[START Record set]

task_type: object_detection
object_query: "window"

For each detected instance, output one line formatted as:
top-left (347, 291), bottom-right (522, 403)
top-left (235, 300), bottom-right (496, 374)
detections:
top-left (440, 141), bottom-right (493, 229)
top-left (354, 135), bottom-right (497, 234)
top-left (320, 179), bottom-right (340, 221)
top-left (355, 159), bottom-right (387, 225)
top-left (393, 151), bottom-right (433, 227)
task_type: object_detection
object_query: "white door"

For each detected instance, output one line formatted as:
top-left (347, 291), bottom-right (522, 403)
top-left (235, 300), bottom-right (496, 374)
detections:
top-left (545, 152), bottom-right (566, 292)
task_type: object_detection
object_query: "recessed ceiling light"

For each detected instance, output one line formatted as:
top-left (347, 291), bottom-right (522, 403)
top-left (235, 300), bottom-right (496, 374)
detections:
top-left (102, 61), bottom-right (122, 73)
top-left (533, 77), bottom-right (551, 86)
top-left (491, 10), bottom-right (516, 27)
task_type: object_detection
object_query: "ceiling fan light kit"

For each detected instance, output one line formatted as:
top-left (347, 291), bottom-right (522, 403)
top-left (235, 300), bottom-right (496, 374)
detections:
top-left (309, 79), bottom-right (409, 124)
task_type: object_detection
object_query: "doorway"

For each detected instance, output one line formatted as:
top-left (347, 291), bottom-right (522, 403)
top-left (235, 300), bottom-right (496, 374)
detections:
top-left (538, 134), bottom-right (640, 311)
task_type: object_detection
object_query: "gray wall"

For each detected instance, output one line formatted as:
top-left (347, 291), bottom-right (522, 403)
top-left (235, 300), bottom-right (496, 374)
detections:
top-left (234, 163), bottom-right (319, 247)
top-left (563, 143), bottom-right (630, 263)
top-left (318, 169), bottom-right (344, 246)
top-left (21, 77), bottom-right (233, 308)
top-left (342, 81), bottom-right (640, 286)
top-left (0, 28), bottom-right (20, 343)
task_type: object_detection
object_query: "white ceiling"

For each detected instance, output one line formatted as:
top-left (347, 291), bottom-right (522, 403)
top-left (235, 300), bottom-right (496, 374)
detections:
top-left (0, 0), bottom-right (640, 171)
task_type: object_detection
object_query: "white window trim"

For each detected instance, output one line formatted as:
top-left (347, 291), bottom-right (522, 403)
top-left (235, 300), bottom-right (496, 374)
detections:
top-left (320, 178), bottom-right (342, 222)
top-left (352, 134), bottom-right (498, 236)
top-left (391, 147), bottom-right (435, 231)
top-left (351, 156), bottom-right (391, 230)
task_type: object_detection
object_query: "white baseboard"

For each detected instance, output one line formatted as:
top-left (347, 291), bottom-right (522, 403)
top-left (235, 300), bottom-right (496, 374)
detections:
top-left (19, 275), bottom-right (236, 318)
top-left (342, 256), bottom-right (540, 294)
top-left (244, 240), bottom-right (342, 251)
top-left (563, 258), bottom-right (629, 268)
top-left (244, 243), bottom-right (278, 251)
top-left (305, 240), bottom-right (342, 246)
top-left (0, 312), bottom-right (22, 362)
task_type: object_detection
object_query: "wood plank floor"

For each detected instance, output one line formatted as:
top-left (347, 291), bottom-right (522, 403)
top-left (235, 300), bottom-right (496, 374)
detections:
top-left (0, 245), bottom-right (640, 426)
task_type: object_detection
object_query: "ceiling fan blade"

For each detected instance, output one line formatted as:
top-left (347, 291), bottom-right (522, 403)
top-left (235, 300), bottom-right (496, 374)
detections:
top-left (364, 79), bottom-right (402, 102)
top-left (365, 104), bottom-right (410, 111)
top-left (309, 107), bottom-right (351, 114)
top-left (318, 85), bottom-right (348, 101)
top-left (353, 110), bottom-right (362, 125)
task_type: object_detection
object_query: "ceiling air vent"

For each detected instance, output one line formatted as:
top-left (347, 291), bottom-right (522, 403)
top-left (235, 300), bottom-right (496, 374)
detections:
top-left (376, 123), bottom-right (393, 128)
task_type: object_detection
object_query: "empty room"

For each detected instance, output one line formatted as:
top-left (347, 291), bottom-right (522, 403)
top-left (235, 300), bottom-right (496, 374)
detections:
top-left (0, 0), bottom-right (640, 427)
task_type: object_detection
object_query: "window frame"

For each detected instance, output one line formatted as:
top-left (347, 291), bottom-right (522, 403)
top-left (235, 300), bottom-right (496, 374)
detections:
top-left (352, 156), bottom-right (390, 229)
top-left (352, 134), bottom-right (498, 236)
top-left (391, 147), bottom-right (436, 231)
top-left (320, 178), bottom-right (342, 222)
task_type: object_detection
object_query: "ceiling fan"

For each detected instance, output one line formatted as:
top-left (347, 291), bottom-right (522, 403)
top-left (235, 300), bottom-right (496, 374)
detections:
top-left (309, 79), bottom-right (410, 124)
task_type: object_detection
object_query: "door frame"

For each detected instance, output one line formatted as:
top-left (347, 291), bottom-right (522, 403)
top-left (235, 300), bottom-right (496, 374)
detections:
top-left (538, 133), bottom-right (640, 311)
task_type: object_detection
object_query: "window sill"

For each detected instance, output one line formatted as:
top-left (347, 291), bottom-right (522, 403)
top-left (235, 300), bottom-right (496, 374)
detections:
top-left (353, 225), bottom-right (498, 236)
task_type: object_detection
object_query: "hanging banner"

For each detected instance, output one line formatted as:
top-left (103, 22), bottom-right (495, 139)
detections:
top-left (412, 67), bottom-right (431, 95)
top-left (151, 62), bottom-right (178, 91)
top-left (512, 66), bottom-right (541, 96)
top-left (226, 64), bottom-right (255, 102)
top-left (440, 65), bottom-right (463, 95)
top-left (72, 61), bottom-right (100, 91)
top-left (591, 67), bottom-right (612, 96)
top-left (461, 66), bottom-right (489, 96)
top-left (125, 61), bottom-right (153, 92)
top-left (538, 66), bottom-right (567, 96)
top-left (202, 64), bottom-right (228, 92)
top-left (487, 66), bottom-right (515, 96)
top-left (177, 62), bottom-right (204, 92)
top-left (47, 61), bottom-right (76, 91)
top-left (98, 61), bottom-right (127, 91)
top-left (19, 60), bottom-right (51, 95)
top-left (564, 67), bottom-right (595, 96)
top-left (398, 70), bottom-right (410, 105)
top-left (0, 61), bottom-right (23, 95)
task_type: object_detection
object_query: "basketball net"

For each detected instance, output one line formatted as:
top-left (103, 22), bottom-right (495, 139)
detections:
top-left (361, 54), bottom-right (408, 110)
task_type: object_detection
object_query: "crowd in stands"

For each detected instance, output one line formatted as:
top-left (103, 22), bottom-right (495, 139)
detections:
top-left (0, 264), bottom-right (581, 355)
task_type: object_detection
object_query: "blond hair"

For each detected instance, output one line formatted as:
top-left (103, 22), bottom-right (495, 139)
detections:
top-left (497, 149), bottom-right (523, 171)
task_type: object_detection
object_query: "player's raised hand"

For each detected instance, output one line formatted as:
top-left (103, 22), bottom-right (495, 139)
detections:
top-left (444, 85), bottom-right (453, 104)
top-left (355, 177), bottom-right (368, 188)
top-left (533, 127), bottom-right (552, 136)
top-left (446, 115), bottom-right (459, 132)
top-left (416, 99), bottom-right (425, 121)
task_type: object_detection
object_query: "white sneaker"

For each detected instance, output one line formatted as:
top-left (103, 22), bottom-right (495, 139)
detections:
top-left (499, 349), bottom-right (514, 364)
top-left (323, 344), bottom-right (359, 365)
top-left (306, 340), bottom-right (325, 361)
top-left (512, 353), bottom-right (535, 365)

[END Record set]

• What you need to do: Print the lines of the items exactly as they are, beginning at the start of the items and ending with the line containing "top-left (354, 135), bottom-right (497, 234)".

• Response to the exercise:
task_type: object_detection
object_query: "window"

For each detected instance, output one line formatted as:
top-left (347, 291), bottom-right (522, 403)
top-left (235, 300), bottom-right (496, 374)
detections:
top-left (440, 141), bottom-right (493, 229)
top-left (354, 135), bottom-right (497, 234)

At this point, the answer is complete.